**Required action:** Without the pictures, print the lines running from the beginning of the material to the line containing "point(454, 679)", both ends included.

**Input records:**

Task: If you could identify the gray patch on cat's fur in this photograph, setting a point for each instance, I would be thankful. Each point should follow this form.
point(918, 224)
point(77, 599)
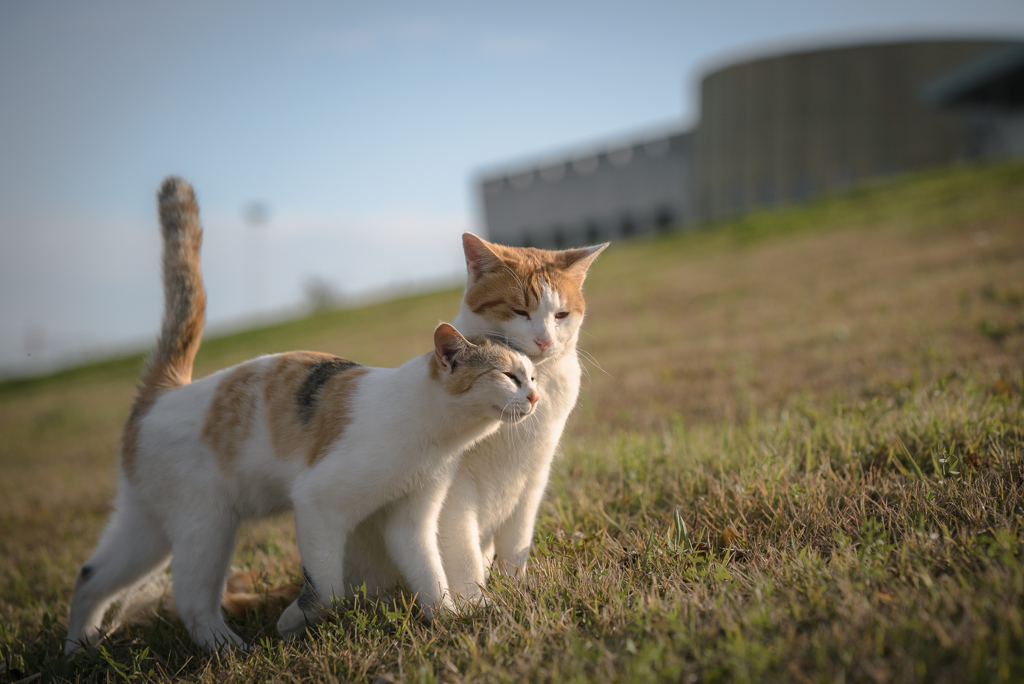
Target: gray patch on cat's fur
point(320, 374)
point(307, 596)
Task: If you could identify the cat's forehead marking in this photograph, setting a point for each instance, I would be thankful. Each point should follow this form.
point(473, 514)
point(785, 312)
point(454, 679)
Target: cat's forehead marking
point(519, 282)
point(306, 397)
point(484, 357)
point(229, 417)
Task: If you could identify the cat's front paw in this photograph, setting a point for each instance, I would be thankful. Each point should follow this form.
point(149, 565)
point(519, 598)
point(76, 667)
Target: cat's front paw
point(292, 623)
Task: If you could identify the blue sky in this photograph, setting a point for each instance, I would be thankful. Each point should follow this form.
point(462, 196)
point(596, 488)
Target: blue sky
point(360, 126)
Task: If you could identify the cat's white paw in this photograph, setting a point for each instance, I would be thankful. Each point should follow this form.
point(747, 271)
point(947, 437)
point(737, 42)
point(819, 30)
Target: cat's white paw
point(292, 623)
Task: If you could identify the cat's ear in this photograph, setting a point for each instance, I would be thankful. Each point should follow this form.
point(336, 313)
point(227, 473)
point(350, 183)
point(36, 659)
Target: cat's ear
point(449, 343)
point(479, 257)
point(576, 262)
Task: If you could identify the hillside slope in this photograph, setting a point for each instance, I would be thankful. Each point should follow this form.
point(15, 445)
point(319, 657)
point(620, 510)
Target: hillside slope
point(799, 452)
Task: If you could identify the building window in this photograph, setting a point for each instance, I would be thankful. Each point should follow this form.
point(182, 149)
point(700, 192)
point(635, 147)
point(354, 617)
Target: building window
point(586, 166)
point(627, 228)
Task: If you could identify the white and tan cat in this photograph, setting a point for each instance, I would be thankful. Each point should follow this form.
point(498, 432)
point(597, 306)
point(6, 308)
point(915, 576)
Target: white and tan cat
point(335, 440)
point(532, 299)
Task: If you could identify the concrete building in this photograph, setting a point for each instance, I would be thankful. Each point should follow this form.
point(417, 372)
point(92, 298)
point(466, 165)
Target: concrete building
point(626, 188)
point(773, 130)
point(786, 128)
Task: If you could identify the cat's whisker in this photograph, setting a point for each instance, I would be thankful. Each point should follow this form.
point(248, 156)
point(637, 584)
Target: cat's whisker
point(590, 357)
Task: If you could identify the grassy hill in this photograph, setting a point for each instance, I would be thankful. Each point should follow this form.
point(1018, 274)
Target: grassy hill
point(798, 457)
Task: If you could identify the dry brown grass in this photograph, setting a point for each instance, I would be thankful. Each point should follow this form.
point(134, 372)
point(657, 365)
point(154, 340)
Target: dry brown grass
point(802, 461)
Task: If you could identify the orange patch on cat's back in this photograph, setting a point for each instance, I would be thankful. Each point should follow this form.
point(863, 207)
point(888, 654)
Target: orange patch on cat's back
point(333, 412)
point(305, 398)
point(231, 413)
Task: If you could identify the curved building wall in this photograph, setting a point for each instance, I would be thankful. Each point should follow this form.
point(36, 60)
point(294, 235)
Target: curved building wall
point(626, 189)
point(788, 127)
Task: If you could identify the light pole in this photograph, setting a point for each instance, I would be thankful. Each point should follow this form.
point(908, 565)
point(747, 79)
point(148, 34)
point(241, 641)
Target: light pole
point(257, 215)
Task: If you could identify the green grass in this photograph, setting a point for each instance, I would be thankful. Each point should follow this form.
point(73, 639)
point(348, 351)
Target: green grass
point(802, 461)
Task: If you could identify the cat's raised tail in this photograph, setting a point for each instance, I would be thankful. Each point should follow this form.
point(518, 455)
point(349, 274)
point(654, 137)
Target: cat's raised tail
point(184, 298)
point(184, 308)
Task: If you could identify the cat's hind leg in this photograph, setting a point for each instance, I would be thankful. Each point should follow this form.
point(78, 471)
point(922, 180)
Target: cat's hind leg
point(411, 536)
point(130, 549)
point(321, 536)
point(204, 544)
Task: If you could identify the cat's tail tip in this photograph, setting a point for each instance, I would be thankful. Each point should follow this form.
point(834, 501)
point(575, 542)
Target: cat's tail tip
point(176, 197)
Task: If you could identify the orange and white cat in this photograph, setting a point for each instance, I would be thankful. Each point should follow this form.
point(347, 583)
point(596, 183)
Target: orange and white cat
point(334, 440)
point(532, 300)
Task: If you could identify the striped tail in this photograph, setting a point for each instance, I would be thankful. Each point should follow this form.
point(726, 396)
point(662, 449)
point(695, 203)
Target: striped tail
point(170, 364)
point(184, 299)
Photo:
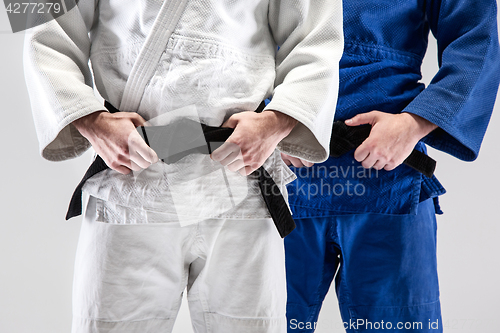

**Output of the exercise:**
Task: If you could identify the gray patch on cat's fur in this photograph, setting a point for each instance, I would be thankful. Each point should follow this form.
point(918, 224)
point(77, 599)
Target: gray patch on cat's fur
point(320, 374)
point(307, 596)
Task: If you could identify the cat's forehead marking in this photograph, setting a point for each instance, I would be thankful. Each point should follow this form.
point(473, 514)
point(785, 312)
point(454, 679)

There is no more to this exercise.